Which is why all the aggressive animals I keep seeing in New Year’s art annoy me. Oxen are very placid—which is what humans are looking for when they castrate them. All these snorting, pawing creatures are unquestionably bulls, and my sister says that she looked it up and there’s a different character for bulls. It’s the Year of the Ox, not the Year of the Bull (or Bovine Creature in general).
February 13, 2021 at 3:14 PM
Wayne
That is a very solidly defended point of view and one certainly shared by Huang Han, who definitely painted oxen (and whose beautiful painting is supposed to be the centerpiece of this post). Also, I have never much liked that Wall Street bull statue, which, despite its fame, is not a particularly great bull statue to my taste. Why couldn’t our greedy city burghers have commissioned a good bull in the style of Antoine-Louis Barye’s piece–or even ancient Harappan or Roman bulls?
Yet, the year really is “the year of the bovine creature” (牛) or maybe “year of the cattle creature”. “Year of the Ox” is an English approximation. You may have to put up with some aggro bulls slipping into your lunar new year iconography (althoug it sounds like you would be within your rights to make all the gentle steer or lovely cow New Years art you wish).
Finally, I am not sure that that quote fragment quite does justice to Broadway Ben Franklin’s full thought. Here is the full exchange from the play:
It seems Broadway Ben was chafing at a lack of full political representation (a fraught subject to this very day) and not saying that Americans are just emasculated Englishmen.
I have been grinding my teeth trying to properly characterize all of these kine words in two languages (one of which I don’t know at all). Then I picked up my Liddell Scott lexicon, and half of the book (which is to say half of Attic Greek vocabulary) is dedicated to finite distinctions of artiodactyla and perissodactyla within sundry domestic and hunting contexts! The Inuit may have a hundred words for snow, but Aeschylus had a thousand words for hoofed beasts!
February 13, 2021 at 4:06 PM
K Hindall
I would argue that given the traits of someone born in the Year of the Ox, the one thing that they did *not* mean is a bull.
Year of the Ox people are supposed to be industrious, gentle, and eschew the limelight (my father was born in 1937, a previous Year of the Ox, so I know that one). Those characteristics hardly describe a bull, which is almost always an extreme dangerous animal.

(Point labels for objects)
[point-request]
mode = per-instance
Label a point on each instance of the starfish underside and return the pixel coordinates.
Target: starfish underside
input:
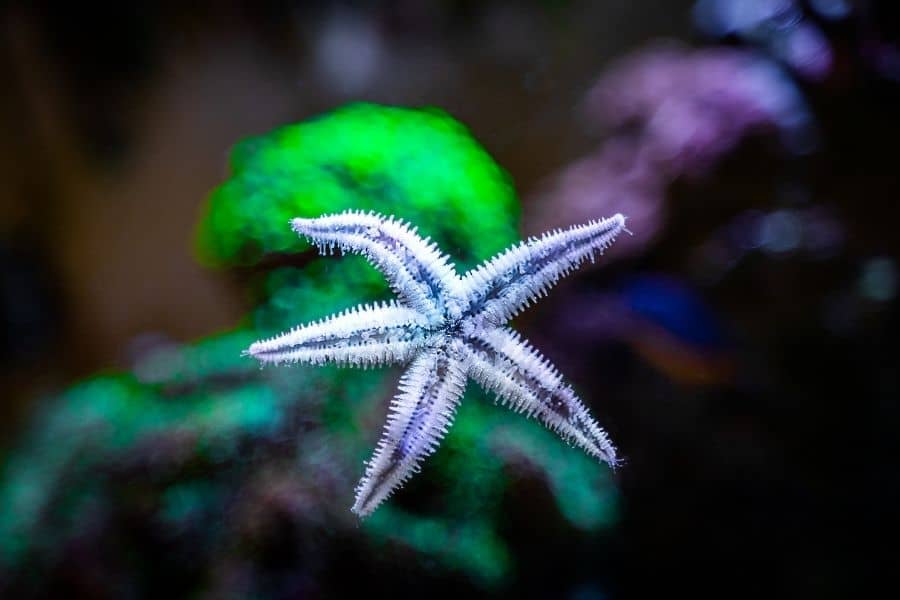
(448, 329)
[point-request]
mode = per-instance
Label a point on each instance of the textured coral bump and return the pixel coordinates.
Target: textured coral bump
(448, 329)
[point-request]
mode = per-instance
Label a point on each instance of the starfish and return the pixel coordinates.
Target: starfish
(448, 328)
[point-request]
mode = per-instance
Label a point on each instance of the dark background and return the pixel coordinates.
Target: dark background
(779, 477)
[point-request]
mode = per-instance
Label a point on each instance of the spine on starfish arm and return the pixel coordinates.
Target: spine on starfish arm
(527, 382)
(420, 416)
(361, 336)
(414, 267)
(509, 282)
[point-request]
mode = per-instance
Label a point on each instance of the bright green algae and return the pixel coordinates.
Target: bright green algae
(203, 407)
(420, 165)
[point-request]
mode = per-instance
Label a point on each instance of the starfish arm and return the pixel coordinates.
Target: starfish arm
(361, 336)
(420, 416)
(416, 270)
(500, 288)
(502, 362)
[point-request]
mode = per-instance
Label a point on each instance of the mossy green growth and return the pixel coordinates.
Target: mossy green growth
(417, 164)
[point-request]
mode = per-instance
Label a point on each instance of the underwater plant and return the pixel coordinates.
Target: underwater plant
(191, 469)
(449, 328)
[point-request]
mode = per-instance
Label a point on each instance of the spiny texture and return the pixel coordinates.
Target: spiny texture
(449, 328)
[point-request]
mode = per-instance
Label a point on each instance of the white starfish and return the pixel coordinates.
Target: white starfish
(448, 328)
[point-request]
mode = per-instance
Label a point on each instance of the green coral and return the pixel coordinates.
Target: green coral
(171, 439)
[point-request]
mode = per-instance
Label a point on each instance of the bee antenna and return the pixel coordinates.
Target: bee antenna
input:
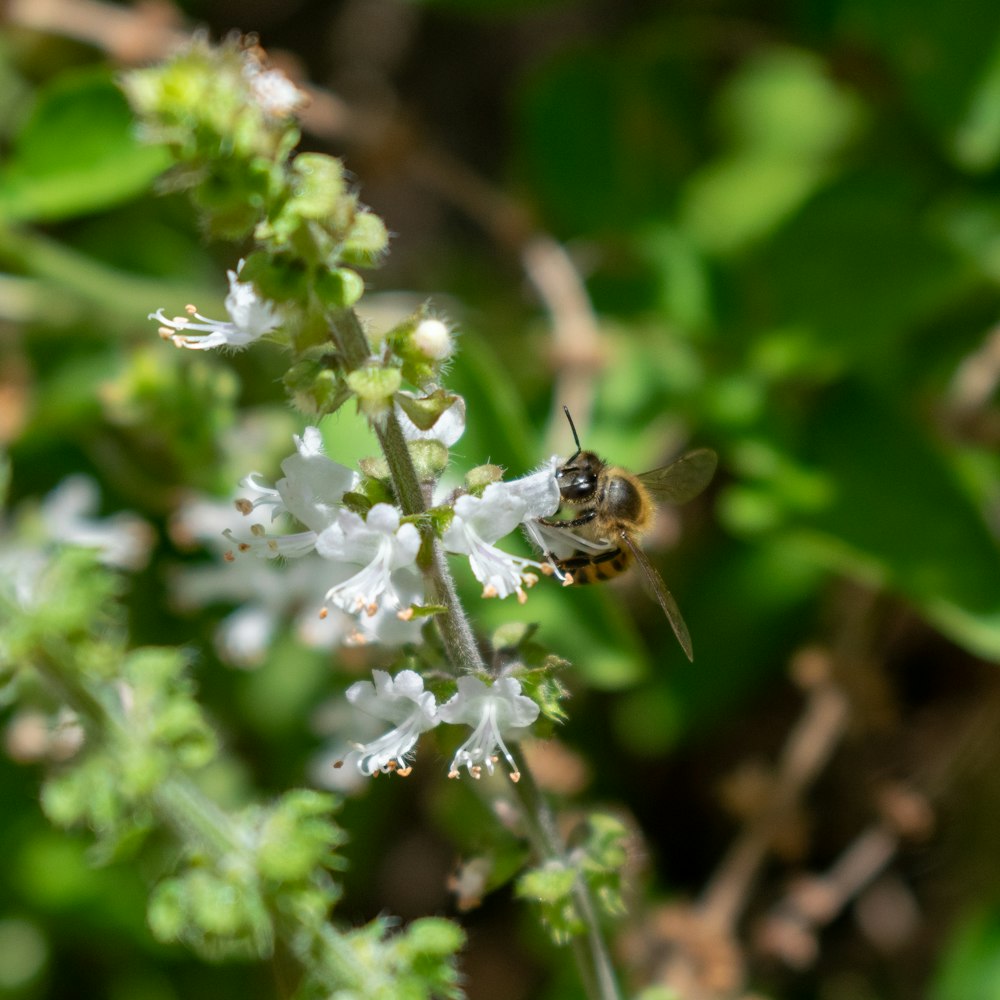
(576, 437)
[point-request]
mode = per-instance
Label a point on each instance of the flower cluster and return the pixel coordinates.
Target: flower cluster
(367, 557)
(372, 557)
(250, 318)
(496, 712)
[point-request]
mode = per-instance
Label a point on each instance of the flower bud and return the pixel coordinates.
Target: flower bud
(481, 476)
(433, 339)
(375, 386)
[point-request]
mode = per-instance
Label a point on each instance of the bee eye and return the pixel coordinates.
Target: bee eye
(579, 486)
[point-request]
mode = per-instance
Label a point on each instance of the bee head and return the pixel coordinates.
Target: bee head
(577, 479)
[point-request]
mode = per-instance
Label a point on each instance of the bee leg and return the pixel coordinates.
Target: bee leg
(575, 522)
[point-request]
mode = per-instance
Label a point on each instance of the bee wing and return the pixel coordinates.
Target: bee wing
(663, 595)
(682, 480)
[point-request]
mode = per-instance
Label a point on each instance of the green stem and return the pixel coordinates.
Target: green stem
(592, 958)
(593, 961)
(453, 624)
(196, 820)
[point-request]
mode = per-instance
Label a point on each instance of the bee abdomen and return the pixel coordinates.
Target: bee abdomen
(586, 568)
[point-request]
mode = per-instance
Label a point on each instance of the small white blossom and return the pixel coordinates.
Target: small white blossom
(494, 712)
(310, 491)
(447, 429)
(402, 701)
(380, 545)
(480, 521)
(122, 540)
(272, 593)
(273, 92)
(250, 318)
(433, 339)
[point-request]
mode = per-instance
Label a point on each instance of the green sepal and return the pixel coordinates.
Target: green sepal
(366, 242)
(375, 386)
(338, 287)
(425, 411)
(356, 502)
(481, 476)
(430, 459)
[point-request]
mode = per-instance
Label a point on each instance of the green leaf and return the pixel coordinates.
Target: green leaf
(899, 517)
(77, 153)
(970, 968)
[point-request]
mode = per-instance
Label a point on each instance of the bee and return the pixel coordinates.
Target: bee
(614, 507)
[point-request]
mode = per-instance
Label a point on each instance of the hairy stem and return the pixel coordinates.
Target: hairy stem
(590, 953)
(453, 624)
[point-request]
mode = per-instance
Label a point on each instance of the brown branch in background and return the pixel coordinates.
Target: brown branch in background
(790, 930)
(807, 750)
(129, 35)
(151, 30)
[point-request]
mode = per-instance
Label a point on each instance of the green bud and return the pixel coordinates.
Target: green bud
(433, 936)
(340, 288)
(552, 883)
(424, 411)
(277, 277)
(315, 387)
(317, 183)
(296, 837)
(481, 476)
(512, 634)
(430, 459)
(375, 468)
(375, 386)
(367, 240)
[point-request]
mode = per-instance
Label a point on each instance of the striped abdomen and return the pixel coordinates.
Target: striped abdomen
(596, 567)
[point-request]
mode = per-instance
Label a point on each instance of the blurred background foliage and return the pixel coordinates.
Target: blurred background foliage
(787, 217)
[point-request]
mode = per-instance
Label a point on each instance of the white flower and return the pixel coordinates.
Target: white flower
(380, 545)
(480, 521)
(311, 491)
(274, 93)
(402, 701)
(433, 339)
(494, 712)
(122, 540)
(447, 429)
(250, 318)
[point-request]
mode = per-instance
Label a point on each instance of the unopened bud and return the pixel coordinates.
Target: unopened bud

» **Exercise instructions**
(1) Rewrite the Year of the Ox comments starting at "Finally, I am" and ending at "for hoofed beasts!", putting "Sophocles" in place of "Aeschylus".
(2) In the Year of the Ox comments, what year was K Hindall's father born?
(3) Go on with the Year of the Ox comments from the point where they stop.

» **In response**
(1)
Finally, I am not sure that that quote fragment quite does justice to Broadway Ben Franklin’s full thought. Here is the full exchange from the play:
It seems Broadway Ben was chafing at a lack of full political representation (a fraught subject to this very day) and not saying that Americans are just emasculated Englishmen.
I have been grinding my teeth trying to properly characterize all of these kine words in two languages (one of which I don’t know at all). Then I picked up my Liddell Scott lexicon, and half of the book (which is to say half of Attic Greek vocabulary) is dedicated to finite distinctions of artiodactyla and perissodactyla within sundry domestic and hunting contexts! The Inuit may have a hundred words for snow, but Sophocles had a thousand words for hoofed beasts!

(2) 1937

(3)
I live in a milk-producing region, and one of my co-workers about thirty years ago had married into a family with a dairy farm. They had been *thrilled* when AI came in and they no longer had to keep a bull, a creature so mind-bogglingly sex driven that he had trouble telling humans from cattle. Yes, I do mean bulls will attack men and try to mate with women, often killing whichever is relevant at the time.
I’m willing to believe that the animal could be a cow; in fact Wikipedia says the Gurung of Nepal explicitly replace the Ox with the Cow in their cycle. But there’s just no way that the people who set up that cycle had bulls in mind.
February 13, 2021 at 8:30 PM
Wayne
I hear what you are saying and agree that bulls are not to be trifled with. Great Grandpa apparently had a much-loved Hereford with a head the size (and consistency) of a bank safe who was gentle as a puppy, but that guy was apparently a famous exception. I believe your dairy country friend’s testimony: Holstein bulls are said to be cruel devils (although some of the other smaller dairy breeds might have nicer dispositions).
Uh, anyway, in Vietnam, this is the Year of the Water Buffalo: maybe that is what we will celebrate!
February 16, 2021 at 1:17 PM
mom
Your great grandpa also had a longhorn bull that pinned your uncle and me in the pigpen. Grandma, who was afraid of all farm animals, picked up a 2X4 and chased him away. Goes to show what a mother will do for her kids.
February 19, 2021 at 10:30 AM
Wayne
I forgot about that longhorn bull (he was the dislikable anti-hero in family bull stories), but his stereotypical bull behavior certainly confirms K Hindall’s misgivings.